GIVEN REQUEST 1
In the LSAT reading explanation, what did African-American historians think nationalism led to?
GIVEN REQUEST 2
Copy word for word the part of the LSAT reading explanation starting at "DISCUSSION: This question" and ending at "mainstream U.S. nationalism.".
GIVEN REQUEST 3
Go on with the LSAT reading explanation from the point where it stops.

** START PAGE EXTRACT **

LSAT 145 | Section 3 | Reading Comprehension: Q23

LSAT Preptest 145 explanations

RC Question 23 Explanation

DISCUSSION: This question mentions the transnational approach. Normally, I recommend rereading the specific section of the passage that mentions what the question asks about.

However, the transnational approach is just the general African-American historical approach described in the whole passage. So rather than rereading, take a moment to recall what you know about this approach:

  • The approach was against mainstream U.S. nationalism.
  • The approach nonetheless built a sort of transnational African nationalism. (See the fourth paragraph)
  • Transnationalism focusses on more than one country.

___________

  1. This would be fun to do, but it’s not supported by the passage. Paragraph three discusses the main concerns with nationalism: African-American historians were troubled by its implications. They thought nationalism led to imperialism.
     
    The passage doesn’t say that European and U.S. nationalisms necessarily contradicted each other.
  2. Defining a national character is something nationalism did. African-Americans were skeptical of nationalism – that’s partly why they used a transnational approach.

** END PAGE EXTRACT **
** START SUPPLIED DATA **

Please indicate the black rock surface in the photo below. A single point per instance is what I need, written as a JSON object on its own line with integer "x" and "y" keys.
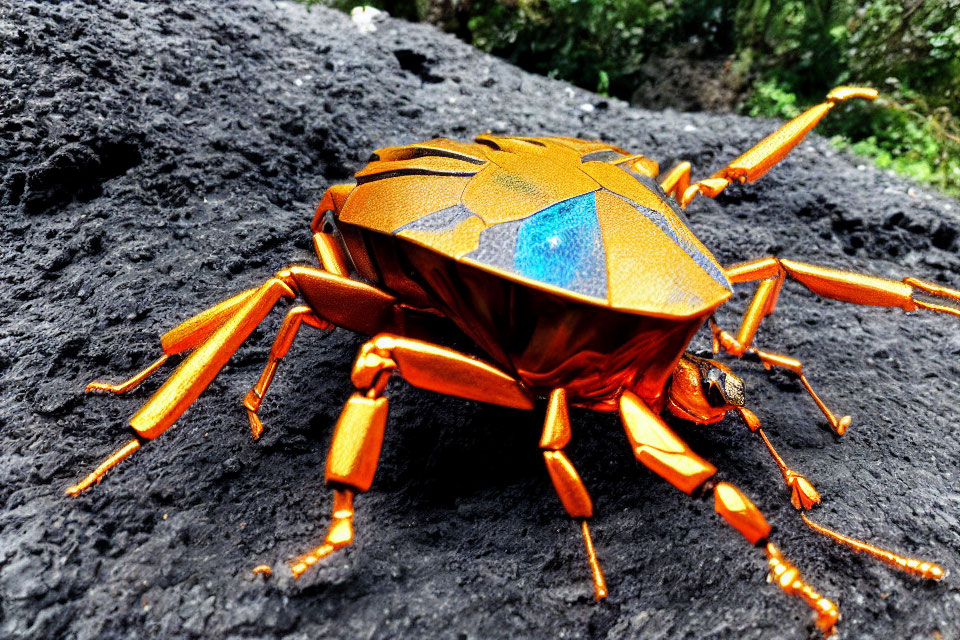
{"x": 159, "y": 156}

** END SUPPLIED DATA **

EXERCISE ANSWER 1
Imperialism.

EXERCISE ANSWER 2
DISCUSSION: This question mentions the transnational approach. Normally, I recommend rereading the specific section of the passage that mentions what the question asks about.

However, the transnational approach is just the general African-American historical approach described in the whole passage. So rather than rereading, take a moment to recall what you know about this approach:

  • The approach was against mainstream U.S. nationalism.

EXERCISE ANSWER 3
  3. This focusses only on one nation: The United States. Transnationalism would focus on multiple countries.
  4. This only considers the policy of one country: the United States. Transnationalism would compare and study the policies of various countries.
     
    You might have picked this because you thought “in Africa” referred to several countries. That’s true, but it’s like saying “US trade policy has shipped American goods all over the world”. That sentence is still only really considering one country: the US. 
  5. CORRECT. This study actually examines multiple countries. That effectively makes it a transnational study. And it’s studying African-American culture, which was the focus of the African-American historians’ work.